Le retour de la dépouille de Lumumba en RDC, un geste historique, malgré le fantome du père de Félix Tshisekedi, l’actuel Préident congolais, qui a joué un rôle dans l’anti-Lumumbisme ». Un article de Ghizlane Koundau
La dépouille est une dent qui a été saisie par la justice en 2016 chez la fille de Gerard Soete, le commissaire qui a été chargé de découper et dissoudre dans l’acide, le corps de Lumumba, deux jours après son assassinat.
Cette cérémonie qui se veut solennelle, se déroulera en comité restreint, en présence du Premier ministre Alexander De Croo et de son homologue congolais, Jean-Michel Sama Lukonde. Ce dernier a dû remplacer le président Félix Tshisekedi, retenu par les conflits à l’Est de la République démocratique du Congo. Dès le lendemain, la dépouille retournera au pays pour des funérailles, occasionnant trois jours de deuil national.
Ce retour en RDC revêt une dimension symbolique, historique mais aussi politique. Car aujourd’hui, si tous les Congolais veulent tourner cette page douloureuse de l’Histoire, certains plus que d’autres, attendent encore un travail de mémoire.

_ _ _ _ _ _ _

Consignes:
A. D'après l'article sur le retour de la dépouille de Lumumba :
(i) Qu'est-ce que la justice a saisi en 2016, et chez qui ?
(ii) Qui remplace le président Félix Tshisekedi lors de la cérémonie ?
(iii) Combien de jours de deuil national les funérailles occasionneront-elles ?
B. Reprenez l'article sur le retour de la dépouille de Lumumba après sa dernière phrase et poursuivez-le.

_ _ _ _ _ _ _

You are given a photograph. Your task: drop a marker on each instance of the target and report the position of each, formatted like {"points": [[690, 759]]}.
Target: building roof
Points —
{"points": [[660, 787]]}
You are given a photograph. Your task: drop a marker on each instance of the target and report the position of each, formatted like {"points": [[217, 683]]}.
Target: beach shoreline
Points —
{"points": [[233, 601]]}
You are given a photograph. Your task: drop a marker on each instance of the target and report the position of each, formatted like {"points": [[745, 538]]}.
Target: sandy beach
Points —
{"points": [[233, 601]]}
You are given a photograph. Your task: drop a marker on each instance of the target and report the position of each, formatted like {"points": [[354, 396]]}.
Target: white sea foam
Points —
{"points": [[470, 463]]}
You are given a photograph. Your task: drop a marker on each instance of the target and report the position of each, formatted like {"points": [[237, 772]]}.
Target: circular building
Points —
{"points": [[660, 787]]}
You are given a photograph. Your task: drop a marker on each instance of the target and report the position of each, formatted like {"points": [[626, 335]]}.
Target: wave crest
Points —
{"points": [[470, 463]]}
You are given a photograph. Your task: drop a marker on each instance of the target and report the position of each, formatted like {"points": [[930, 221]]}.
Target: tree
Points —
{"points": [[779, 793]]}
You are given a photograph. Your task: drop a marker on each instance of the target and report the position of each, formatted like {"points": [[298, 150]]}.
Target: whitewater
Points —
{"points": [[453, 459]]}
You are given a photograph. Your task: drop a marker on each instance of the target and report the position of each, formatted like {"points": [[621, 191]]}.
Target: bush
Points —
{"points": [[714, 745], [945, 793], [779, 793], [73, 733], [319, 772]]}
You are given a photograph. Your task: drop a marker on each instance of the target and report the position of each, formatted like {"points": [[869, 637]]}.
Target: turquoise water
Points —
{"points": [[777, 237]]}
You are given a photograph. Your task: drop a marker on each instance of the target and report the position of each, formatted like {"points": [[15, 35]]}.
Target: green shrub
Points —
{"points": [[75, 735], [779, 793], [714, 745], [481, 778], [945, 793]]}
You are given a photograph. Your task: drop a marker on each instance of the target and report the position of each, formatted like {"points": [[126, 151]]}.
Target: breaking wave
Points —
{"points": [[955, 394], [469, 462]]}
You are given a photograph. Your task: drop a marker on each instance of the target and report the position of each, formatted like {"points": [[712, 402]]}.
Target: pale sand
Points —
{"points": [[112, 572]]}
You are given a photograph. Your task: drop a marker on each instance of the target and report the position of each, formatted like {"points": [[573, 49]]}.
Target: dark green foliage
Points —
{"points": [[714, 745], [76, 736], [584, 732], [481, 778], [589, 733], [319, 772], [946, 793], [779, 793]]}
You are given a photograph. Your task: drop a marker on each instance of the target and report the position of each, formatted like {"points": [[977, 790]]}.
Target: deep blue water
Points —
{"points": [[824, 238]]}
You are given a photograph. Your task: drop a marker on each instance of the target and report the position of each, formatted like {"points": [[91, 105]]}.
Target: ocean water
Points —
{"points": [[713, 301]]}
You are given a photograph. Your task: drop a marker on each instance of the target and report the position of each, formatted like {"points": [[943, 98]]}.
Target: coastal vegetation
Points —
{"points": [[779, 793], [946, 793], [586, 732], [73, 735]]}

_ _ _ _ _ _ _

Réponses:
A.
(i) Une dent, saisie chez la fille de Gerard Soete.
(ii) Le Premier ministre congolais, Jean-Michel Sama Lukonde.
(iii) Trois jours.

B.
Face au silence du Président Tshisekedi sur ce passé, d’aucuns voient dans ce retour un acte inachevé, voire une récupération politique à des fins électorales. Et pour une majorité de Congolais, la priorité aujourd’hui, est bien celle de la sécurité à l’Est du pays.
Retrouver une trace de sa dépouille et l’inhumer, permet de faire le deuil
En dehors de toute considération politique, cette restitution est d’abord un aboutissement, rappelle Dieudonné Wamu Oyatambwe, politologue, spécialiste de l’Afrique centrale. « Dans les traditions congolaises, un deuil ne se clôture pas tant qu’il n’y a pas eu un enterrement avec des funérailles. Donc le fait de retrouver une trace de sa dépouille et de l’inhumer, permet de faire le deuil« .
La particularité de ce deuil est qu’il est impossible d’ignorer le poids de l’Histoire, notamment ici, la part congolaise de cette Histoire.
Que sait-on des implications dans l’assassinat de Patrice Lumumba ? L’enquête parlementaire belge qui a débouché sur un rapport en 2001, a permis de connaître certains faits, des implications directes ou indirectes, les décisions qui ont conduit à l’exécution. Il reste encore beaucoup d’ombres sur les différentes responsabilités. Mais il est certain que la CIA, le gouvernement belge et des acteurs politiques congolais se sont entendus pour écarter Lumumba du pouvoir, jusqu’à le transférer au Katanga, le 17 janvier, là où tous savaient qu’il allait être tué.
Pour les Belges et les Américains, Patrice Lumumba était un « communiste », un radical anti-blanc qui gênait leurs intérêts économiques et géostratégiques. Pour Moïse Tshombe, Albert Kalonji et leurs entourages, les convictions unitaristes de leur Premier ministre, contrariaient leur projet de sécession au Katanga et au Sud-Kasaï, les deux provinces les plus riches du Congo.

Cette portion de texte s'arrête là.